Text section:
Location: Cereal Disease LabTitle: The wheat dwarf India virus-betasatellite complex has a wider host range than previously reported
|KUMAR, JITENDRA - University Of Minnesota|
|SACHIN, KUMAR - Chaudhary Charan Singh University|
Submitted to: Plant Health Progress
Publication Type: Peer Reviewed Journal
Publication Acceptance Date: 3/15/2020
Publication Date: 4/24/2020
Citation: Kumar, J., Sachin, K., Kianian, S.F. 2020. The wheat dwarf India virus-betasatellite complex has a wider host range than previously reported. Plant Health Progress. 21(2):119-122. https://doi.org/10.1094/PHP-10-19-0080-RS.
Interpretive Summary: Viruses present a major disease problem in wheat growing areas of the world. Wheat dwarf India virus (WDIV) is a monocot infecting mastrevirus and has been reported to infect wheat in India and with our recent report in Pakistan. To better understand the host range of this pathogen samples from barley and sugarcane plant showing symptoms in addition to wheat were collected from India during 2017-18 growing season from farmers and research fields. The symptomatic plants showed either dwarfing, yellowing or both as reported previously. To best of our knowledge, this is the first report of presence of WDIV and the betasatellite in barley and sugarcane in natural field infection. WDIV detected from the barley, sugarcane and wheat have high similarity (98 to 99%) at the nucleotide sequence level. This shows that WDIV is well equipped with the capability to infect multiple hosts and has much wider host range than previously thought. Moreover, the presence and involvement of a betasatellite in severe symptoms of WDIV can have serious implications for the economic impact of the virus on many crops. It will be interesting to examine more barley, sugarcane and wheat samples as well as samples of other plant species from much broader geographical regions for the presence of satellites with WDIV.
Technical Abstract: Wheat dwarf India virus (WDIV) and associated alphasatellite and betasatellite have been documented to infect wheat (Triticum aestivum) but not other crops. Here, we report, for the first time, presence of WDIV and the associated Ageratum yellow leaf curl betasatellite (AYLCB) in barley (Hordeum vulgare) and sugarcane (Saccharum officinarum) in addition to wheat. However, surprisingly, previously reported alphasatellites were not detected in the WDIV positive barley, sugarcane and wheat samples. The virus and betasatellite detected from barley, sugarcane and wheat were highly similar to the previously reported WDIV and AYLCB. Findings of the present study reveal that WDIV may have much wider host range than previously documented.

Data shown:
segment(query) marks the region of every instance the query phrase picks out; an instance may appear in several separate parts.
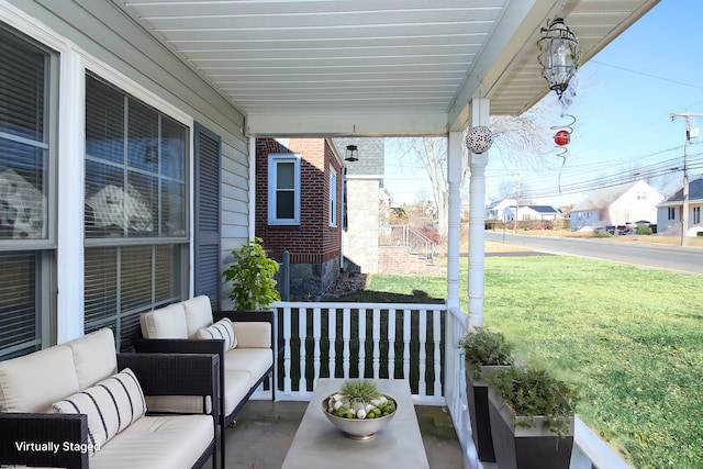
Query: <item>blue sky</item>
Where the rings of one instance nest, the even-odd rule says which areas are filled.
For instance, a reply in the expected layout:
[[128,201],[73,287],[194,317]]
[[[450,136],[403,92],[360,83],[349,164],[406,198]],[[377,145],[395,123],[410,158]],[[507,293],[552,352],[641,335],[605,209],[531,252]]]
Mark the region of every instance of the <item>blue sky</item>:
[[[652,186],[665,196],[679,189],[682,172],[662,169],[680,168],[683,163],[687,121],[672,121],[670,114],[703,114],[703,59],[698,54],[703,40],[701,18],[701,1],[662,0],[584,64],[577,74],[577,94],[565,110],[576,122],[561,175],[562,159],[556,156],[556,145],[555,153],[539,165],[506,164],[491,150],[487,198],[502,181],[516,185],[520,179],[535,203],[576,203],[599,181],[618,180],[636,168],[663,174]],[[579,32],[574,33],[578,36]],[[546,100],[556,101],[554,92]],[[549,126],[570,122],[561,112],[560,104],[548,108],[549,138],[557,132]],[[703,118],[698,121],[702,131],[689,147],[690,176],[703,174]],[[696,124],[695,120],[692,123]],[[429,190],[423,189],[427,182],[421,169],[404,165],[399,176],[398,163],[392,155],[387,158],[386,186],[397,200],[429,197]]]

Exercise: From the text on the wheat dwarf India virus, copy word for word the passage that opens with the words containing "Technical Abstract: Wheat" and closes with "than previously documented.".

Completed task:
Technical Abstract: Wheat dwarf India virus (WDIV) and associated alphasatellite and betasatellite have been documented to infect wheat (Triticum aestivum) but not other crops. Here, we report, for the first time, presence of WDIV and the associated Ageratum yellow leaf curl betasatellite (AYLCB) in barley (Hordeum vulgare) and sugarcane (Saccharum officinarum) in addition to wheat. However, surprisingly, previously reported alphasatellites were not detected in the WDIV positive barley, sugarcane and wheat samples. The virus and betasatellite detected from barley, sugarcane and wheat were highly similar to the previously reported WDIV and AYLCB. Findings of the present study reveal that WDIV may have much wider host range than previously documented.